◆ **Your instructions**: Reproduce each of the following records verbatim, omitting the pictures from your answer.

◆ **Provided material**:
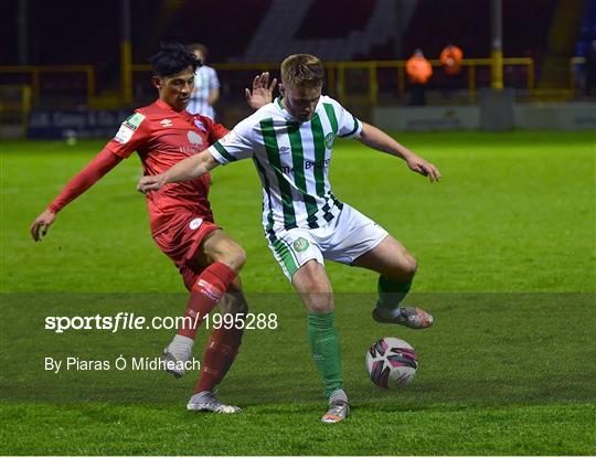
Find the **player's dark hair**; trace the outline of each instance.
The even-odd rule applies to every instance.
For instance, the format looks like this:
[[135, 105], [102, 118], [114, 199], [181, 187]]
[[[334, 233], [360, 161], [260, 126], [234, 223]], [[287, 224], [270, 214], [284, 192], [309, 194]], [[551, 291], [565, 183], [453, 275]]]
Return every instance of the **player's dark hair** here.
[[322, 86], [324, 68], [312, 54], [292, 54], [281, 62], [281, 82], [301, 87]]
[[161, 43], [158, 53], [149, 57], [149, 62], [158, 76], [175, 75], [189, 66], [194, 72], [201, 66], [201, 61], [182, 43]]
[[189, 44], [189, 51], [192, 53], [194, 51], [199, 51], [201, 54], [203, 54], [204, 60], [206, 61], [209, 56], [209, 49], [203, 43], [192, 43]]

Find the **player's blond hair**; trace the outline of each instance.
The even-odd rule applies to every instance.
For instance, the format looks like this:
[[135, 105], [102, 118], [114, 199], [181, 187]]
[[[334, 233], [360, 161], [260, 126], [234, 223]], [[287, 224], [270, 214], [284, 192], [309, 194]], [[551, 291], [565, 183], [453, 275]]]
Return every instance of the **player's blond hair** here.
[[300, 87], [320, 87], [324, 68], [319, 57], [312, 54], [292, 54], [281, 62], [281, 83]]

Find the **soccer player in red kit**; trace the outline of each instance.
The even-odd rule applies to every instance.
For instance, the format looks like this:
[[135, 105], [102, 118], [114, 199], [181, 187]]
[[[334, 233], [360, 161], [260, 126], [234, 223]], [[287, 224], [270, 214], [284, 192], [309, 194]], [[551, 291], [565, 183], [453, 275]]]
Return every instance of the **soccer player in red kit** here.
[[[36, 242], [46, 234], [57, 212], [89, 189], [134, 151], [139, 155], [145, 175], [161, 173], [225, 136], [228, 130], [212, 119], [185, 110], [193, 88], [194, 71], [201, 62], [180, 43], [164, 44], [151, 57], [152, 83], [159, 98], [139, 108], [120, 126], [105, 148], [76, 174], [31, 225]], [[248, 105], [257, 109], [272, 100], [274, 79], [255, 77], [246, 89]], [[196, 326], [221, 301], [226, 313], [246, 313], [238, 273], [245, 262], [243, 248], [213, 220], [209, 175], [166, 187], [147, 195], [150, 227], [159, 248], [173, 260], [190, 290], [184, 324], [166, 348], [164, 365], [175, 376], [184, 373], [191, 358]], [[236, 413], [238, 407], [221, 403], [214, 394], [234, 362], [242, 329], [215, 329], [206, 344], [203, 371], [187, 406], [190, 411]]]

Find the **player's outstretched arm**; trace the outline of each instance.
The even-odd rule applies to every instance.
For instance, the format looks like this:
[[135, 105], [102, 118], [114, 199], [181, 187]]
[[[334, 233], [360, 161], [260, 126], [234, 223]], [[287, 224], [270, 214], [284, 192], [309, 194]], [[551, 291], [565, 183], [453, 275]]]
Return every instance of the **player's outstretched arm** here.
[[160, 190], [168, 183], [193, 180], [204, 175], [219, 164], [220, 162], [205, 149], [199, 155], [191, 156], [170, 167], [163, 173], [142, 177], [137, 184], [137, 191], [147, 194], [149, 191]]
[[57, 198], [33, 221], [29, 228], [33, 239], [41, 242], [56, 219], [56, 213], [93, 187], [121, 160], [123, 158], [104, 148], [93, 161], [68, 181]]
[[264, 72], [260, 75], [256, 75], [253, 79], [253, 90], [248, 88], [244, 89], [246, 95], [246, 103], [254, 110], [259, 109], [273, 100], [273, 92], [277, 85], [277, 78], [269, 84], [269, 72]]
[[440, 181], [440, 172], [434, 164], [412, 152], [383, 130], [362, 123], [362, 132], [359, 140], [368, 147], [402, 158], [406, 161], [409, 170], [428, 177], [430, 182]]
[[56, 214], [50, 210], [44, 210], [41, 214], [33, 221], [29, 232], [35, 242], [41, 242], [42, 237], [47, 234], [47, 230], [56, 219]]

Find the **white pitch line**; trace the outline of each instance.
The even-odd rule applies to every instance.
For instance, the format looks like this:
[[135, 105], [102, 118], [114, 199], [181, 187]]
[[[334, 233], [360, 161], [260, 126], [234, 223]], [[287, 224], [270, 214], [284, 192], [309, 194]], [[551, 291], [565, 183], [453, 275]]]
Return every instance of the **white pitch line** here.
[[[140, 175], [135, 175], [135, 177], [130, 177], [130, 178], [111, 178], [111, 179], [108, 178], [108, 179], [99, 180], [92, 188], [94, 188], [96, 185], [113, 187], [113, 185], [116, 185], [116, 184], [137, 182], [137, 181], [139, 181], [139, 179], [140, 179]], [[64, 183], [64, 184], [54, 184], [52, 187], [0, 188], [0, 192], [2, 192], [2, 194], [20, 194], [20, 193], [29, 192], [29, 191], [39, 191], [39, 190], [42, 190], [42, 189], [51, 189], [51, 190], [60, 191], [65, 185], [66, 185], [66, 183]]]

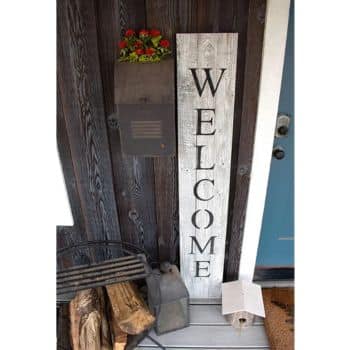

◆ **Exercise solution**:
Find the **player's dark hair**; trace the outline of each instance.
The even-odd rule applies to every instance.
For instance, the format looks like this:
[[135, 105], [102, 118], [114, 199], [181, 187]]
[[[334, 233], [360, 161], [260, 126], [234, 223]], [[287, 224], [270, 214], [284, 192], [309, 194]], [[551, 291], [565, 183], [453, 275]]]
Return every instance of the **player's dark hair** here.
[[322, 86], [324, 68], [312, 54], [292, 54], [281, 62], [281, 82], [301, 87]]
[[161, 43], [158, 53], [149, 57], [149, 62], [158, 76], [175, 75], [189, 66], [194, 72], [201, 66], [201, 61], [182, 43]]
[[189, 44], [189, 51], [192, 53], [194, 51], [199, 51], [201, 54], [203, 54], [204, 60], [206, 61], [209, 56], [209, 49], [203, 43], [192, 43]]

Find the **player's blond hair**; trace the outline of each instance.
The even-odd rule applies to every instance.
For instance, the format looks like this:
[[135, 105], [102, 118], [114, 199], [181, 187]]
[[[334, 233], [360, 161], [260, 126], [234, 223]], [[287, 224], [270, 214], [284, 192], [309, 194]], [[551, 291], [565, 183], [453, 275]]]
Return every instance of the **player's blond hair** here.
[[300, 87], [320, 87], [324, 68], [319, 57], [312, 54], [292, 54], [281, 62], [281, 83]]

Find the **soccer player in red kit**; trace the outline of each instance.
The even-odd rule applies to every instance.
For instance, the format looks like this:
[[135, 105], [102, 118], [114, 199], [181, 187]]
[[[334, 233], [360, 161], [260, 126], [234, 223]], [[287, 224], [270, 214], [284, 192], [309, 194]], [[551, 291], [565, 183], [453, 275]]]
Return every instance of the **soccer player in red kit** here.
[[[36, 242], [46, 234], [57, 212], [89, 189], [134, 151], [139, 155], [145, 175], [161, 173], [225, 136], [228, 130], [212, 119], [185, 110], [193, 88], [194, 71], [201, 62], [180, 43], [164, 44], [151, 57], [152, 83], [159, 98], [139, 108], [120, 126], [105, 148], [76, 174], [31, 225]], [[248, 105], [257, 109], [272, 100], [274, 79], [255, 77], [246, 89]], [[196, 326], [221, 301], [226, 313], [246, 313], [238, 273], [245, 262], [243, 248], [213, 220], [209, 175], [166, 187], [147, 195], [150, 227], [159, 248], [173, 260], [190, 290], [184, 324], [166, 348], [164, 365], [175, 376], [184, 373], [191, 358]], [[236, 413], [238, 407], [221, 403], [214, 394], [234, 362], [242, 329], [215, 329], [206, 344], [203, 371], [187, 406], [190, 411]]]

Find the **player's outstretched arm**; trace the outline of each instance.
The even-odd rule applies to every instance.
For instance, the format looks like this:
[[135, 105], [102, 118], [114, 199], [181, 187]]
[[[334, 233], [360, 161], [260, 126], [234, 223]], [[287, 224], [270, 214], [284, 192], [309, 194]], [[551, 291], [565, 183], [453, 275]]]
Return every instance of the **player's outstretched arm** here.
[[160, 190], [168, 183], [193, 180], [204, 175], [219, 164], [220, 162], [205, 149], [199, 155], [191, 156], [170, 167], [163, 173], [142, 177], [137, 184], [137, 191], [147, 194], [149, 191]]
[[57, 198], [33, 221], [29, 228], [33, 239], [41, 242], [56, 219], [56, 213], [93, 187], [121, 160], [123, 158], [104, 148], [93, 161], [68, 181]]
[[264, 72], [260, 75], [256, 75], [253, 79], [253, 90], [248, 88], [244, 89], [246, 95], [246, 103], [254, 110], [259, 109], [273, 100], [273, 92], [277, 85], [277, 78], [269, 84], [269, 72]]
[[440, 181], [440, 172], [434, 164], [412, 152], [383, 130], [362, 123], [362, 132], [359, 140], [368, 147], [402, 158], [406, 161], [409, 170], [428, 177], [430, 182]]
[[56, 214], [50, 210], [44, 210], [41, 214], [33, 221], [29, 232], [35, 242], [41, 242], [42, 237], [47, 234], [47, 230], [56, 219]]

Find the **white pitch line**; trace the outline of each instance.
The even-odd rule applies to every instance.
For instance, the format looks like this:
[[135, 105], [102, 118], [114, 199], [181, 187]]
[[[334, 233], [360, 161], [260, 126], [234, 223]], [[287, 224], [270, 214], [284, 192], [309, 194]], [[551, 291], [565, 183], [453, 275]]]
Return every instance of the **white pitch line** here.
[[[140, 175], [135, 175], [135, 177], [130, 177], [130, 178], [111, 178], [111, 179], [108, 178], [108, 179], [99, 180], [92, 188], [94, 188], [96, 185], [113, 187], [113, 185], [116, 185], [116, 184], [137, 182], [137, 181], [139, 181], [139, 179], [140, 179]], [[64, 183], [64, 184], [54, 184], [52, 187], [0, 188], [0, 192], [2, 192], [2, 194], [20, 194], [20, 193], [29, 192], [29, 191], [39, 191], [39, 190], [42, 190], [42, 189], [51, 189], [51, 190], [60, 191], [65, 185], [66, 185], [66, 183]]]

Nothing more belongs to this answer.